_JOB_
Rewrite the lines of the entries below with "street lamp post" swapped for "light pole" and everything else unchanged. Leave the pictures out.
○ ○ ○
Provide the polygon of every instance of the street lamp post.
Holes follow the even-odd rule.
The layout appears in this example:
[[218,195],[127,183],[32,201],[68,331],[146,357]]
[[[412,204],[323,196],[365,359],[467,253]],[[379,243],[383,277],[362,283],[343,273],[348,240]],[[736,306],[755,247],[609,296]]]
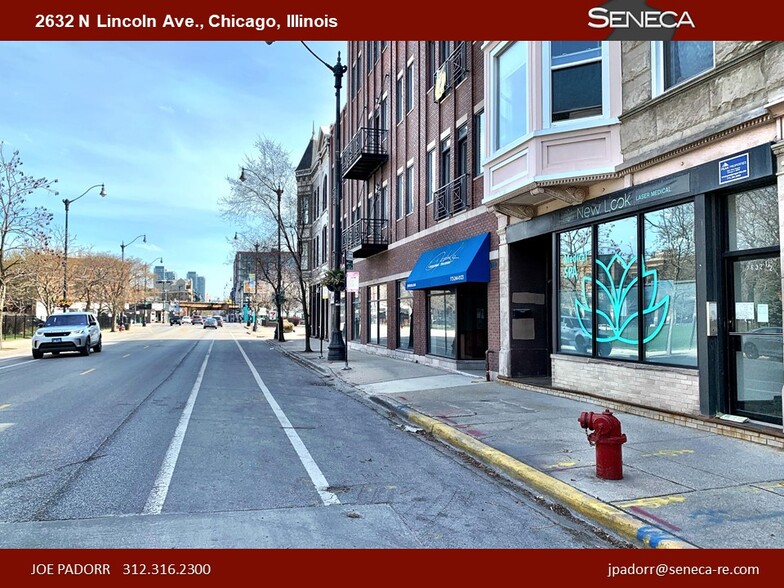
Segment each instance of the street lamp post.
[[254,258],[254,275],[253,275],[253,331],[256,332],[259,324],[259,244],[254,243],[253,248],[256,250],[256,257]]
[[[335,236],[333,239],[333,269],[340,269],[341,258],[343,255],[343,233],[341,230],[340,220],[340,207],[342,201],[342,171],[340,169],[340,88],[343,85],[343,74],[346,73],[348,68],[340,63],[340,51],[338,51],[338,60],[335,65],[330,65],[321,57],[316,55],[313,50],[308,47],[304,41],[300,41],[308,52],[318,59],[327,69],[329,69],[335,76],[335,198],[334,198],[334,226]],[[267,44],[272,44],[272,41],[267,41]],[[346,358],[346,345],[343,343],[343,335],[340,332],[340,289],[336,288],[334,291],[334,304],[332,307],[332,335],[327,348],[327,359],[329,361],[345,360]],[[348,308],[346,308],[348,314]]]
[[[156,261],[160,261],[161,263],[163,263],[163,258],[162,257],[156,257],[155,259],[153,259],[152,261],[147,263],[147,267],[151,266]],[[145,271],[144,272],[144,304],[145,304],[145,306],[147,305],[147,275],[148,275],[148,272]],[[144,321],[144,317],[145,317],[146,314],[147,314],[147,309],[145,308],[144,312],[142,313],[142,326],[143,327],[146,326],[145,321]]]
[[120,250],[122,251],[122,261],[123,262],[125,262],[125,248],[128,247],[128,245],[132,245],[135,241],[138,241],[139,239],[143,239],[142,243],[146,243],[147,242],[147,235],[139,235],[138,237],[135,237],[134,240],[131,241],[130,243],[125,243],[125,242],[120,243]]
[[63,200],[63,204],[65,204],[65,247],[63,249],[63,312],[68,311],[68,211],[71,208],[71,203],[76,202],[87,194],[90,190],[94,188],[101,188],[100,195],[106,196],[106,189],[104,188],[103,184],[95,184],[94,186],[90,186],[84,192],[82,192],[79,196],[74,198],[73,200],[69,200],[66,198]]
[[[127,285],[126,284],[127,280],[125,279],[125,248],[128,247],[128,245],[132,245],[133,243],[135,243],[139,239],[143,239],[142,243],[146,243],[147,242],[147,235],[139,235],[138,237],[134,237],[133,241],[131,241],[130,243],[126,243],[125,241],[120,243],[120,251],[121,251],[120,259],[121,259],[121,262],[122,262],[120,271],[122,271],[122,273],[123,273],[123,276],[122,276],[122,288],[123,289],[122,289],[122,303],[121,303],[121,307],[122,308],[120,309],[121,310],[121,313],[120,313],[121,315],[122,315],[122,311],[125,310],[125,286]],[[129,279],[130,279],[130,276],[129,276]],[[134,316],[135,315],[136,315],[136,311],[134,310]],[[128,323],[128,324],[130,325],[130,323]],[[112,331],[114,331],[114,325],[112,325]]]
○ ○ ○
_RESPONSE TO THE TASK_
Provide the polygon of every instance of the light pole.
Holes follow the even-odd rule.
The layout appears in this example:
[[218,195],[127,183],[32,201],[68,331],[146,357]]
[[[412,204],[323,196],[365,359],[467,253]],[[379,243],[383,277],[362,283],[343,273],[348,240]],[[736,306],[755,247],[609,296]]]
Segment each instance of the light pole.
[[254,258],[254,275],[253,275],[253,331],[256,332],[259,324],[259,244],[254,243],[253,248],[256,250],[256,257]]
[[[335,236],[333,239],[333,269],[340,269],[341,258],[343,255],[343,233],[341,230],[340,220],[340,207],[342,201],[342,171],[340,169],[340,88],[343,85],[343,74],[346,73],[348,68],[340,63],[340,51],[338,51],[338,60],[335,65],[330,65],[321,57],[316,55],[313,50],[308,47],[304,41],[300,41],[308,52],[318,59],[327,69],[329,69],[335,76],[335,198],[334,198],[334,226]],[[267,44],[272,44],[272,41],[267,41]],[[346,358],[346,345],[343,343],[343,335],[340,332],[340,289],[336,288],[334,291],[334,304],[332,307],[332,335],[327,348],[327,359],[329,361],[345,360]],[[348,308],[346,308],[348,314]]]
[[[156,261],[160,261],[161,263],[163,263],[163,258],[162,257],[156,257],[155,259],[153,259],[152,261],[147,263],[147,267],[151,266]],[[145,271],[144,272],[144,304],[145,304],[145,306],[147,305],[147,275],[148,275],[148,272]],[[144,321],[144,317],[145,317],[146,314],[147,314],[147,309],[145,308],[144,312],[142,313],[142,326],[143,327],[146,326],[145,321]]]
[[120,250],[122,251],[122,261],[123,262],[125,262],[125,248],[128,247],[128,245],[132,245],[135,241],[138,241],[139,239],[143,239],[142,243],[146,243],[147,242],[147,235],[139,235],[138,237],[135,237],[134,240],[131,241],[130,243],[125,243],[125,242],[120,243]]
[[63,200],[63,204],[65,204],[65,247],[63,249],[63,312],[68,311],[68,211],[71,208],[71,203],[76,202],[87,194],[90,190],[94,188],[101,188],[100,195],[106,196],[106,189],[104,188],[103,184],[95,184],[94,186],[90,186],[84,192],[82,192],[79,196],[74,198],[73,200],[69,200],[66,198]]
[[[127,285],[126,284],[127,280],[125,279],[125,248],[128,247],[128,245],[132,245],[133,243],[135,243],[139,239],[143,239],[142,243],[146,243],[147,242],[147,235],[139,235],[138,237],[134,237],[133,241],[131,241],[130,243],[126,243],[125,241],[120,243],[120,251],[121,251],[120,259],[121,259],[121,262],[122,262],[120,271],[122,271],[122,273],[123,273],[123,276],[122,276],[122,288],[123,289],[122,289],[122,303],[121,303],[121,307],[122,308],[120,309],[121,310],[121,313],[120,313],[121,315],[122,315],[122,311],[125,310],[125,286]],[[129,279],[130,279],[130,276],[129,276]],[[134,316],[135,315],[136,315],[136,311],[134,310]],[[128,323],[128,324],[130,325],[130,323]],[[112,331],[114,331],[114,325],[112,325]]]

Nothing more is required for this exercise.